(TASK TO COMPLETE):
Count the lines in the data below holding the string "positive" and write the total by itself.

········

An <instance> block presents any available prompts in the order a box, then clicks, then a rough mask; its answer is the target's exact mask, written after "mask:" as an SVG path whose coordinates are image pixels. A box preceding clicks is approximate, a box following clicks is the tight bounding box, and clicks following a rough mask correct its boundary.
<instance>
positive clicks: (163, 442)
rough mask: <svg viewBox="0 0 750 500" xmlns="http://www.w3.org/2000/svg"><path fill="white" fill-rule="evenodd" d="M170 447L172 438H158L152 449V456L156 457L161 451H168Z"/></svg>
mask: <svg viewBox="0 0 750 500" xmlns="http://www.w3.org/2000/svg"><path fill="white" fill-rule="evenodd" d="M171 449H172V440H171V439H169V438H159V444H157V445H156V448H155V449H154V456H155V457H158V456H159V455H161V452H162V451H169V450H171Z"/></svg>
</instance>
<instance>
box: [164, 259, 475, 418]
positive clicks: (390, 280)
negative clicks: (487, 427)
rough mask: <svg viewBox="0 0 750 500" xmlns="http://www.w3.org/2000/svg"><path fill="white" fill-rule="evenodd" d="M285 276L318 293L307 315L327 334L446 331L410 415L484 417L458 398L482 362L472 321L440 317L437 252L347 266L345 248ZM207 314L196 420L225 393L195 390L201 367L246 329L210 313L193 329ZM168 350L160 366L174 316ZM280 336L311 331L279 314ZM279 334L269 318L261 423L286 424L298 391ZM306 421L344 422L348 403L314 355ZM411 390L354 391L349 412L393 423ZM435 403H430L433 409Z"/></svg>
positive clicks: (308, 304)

········

(RESULT FOR THIS TASK):
3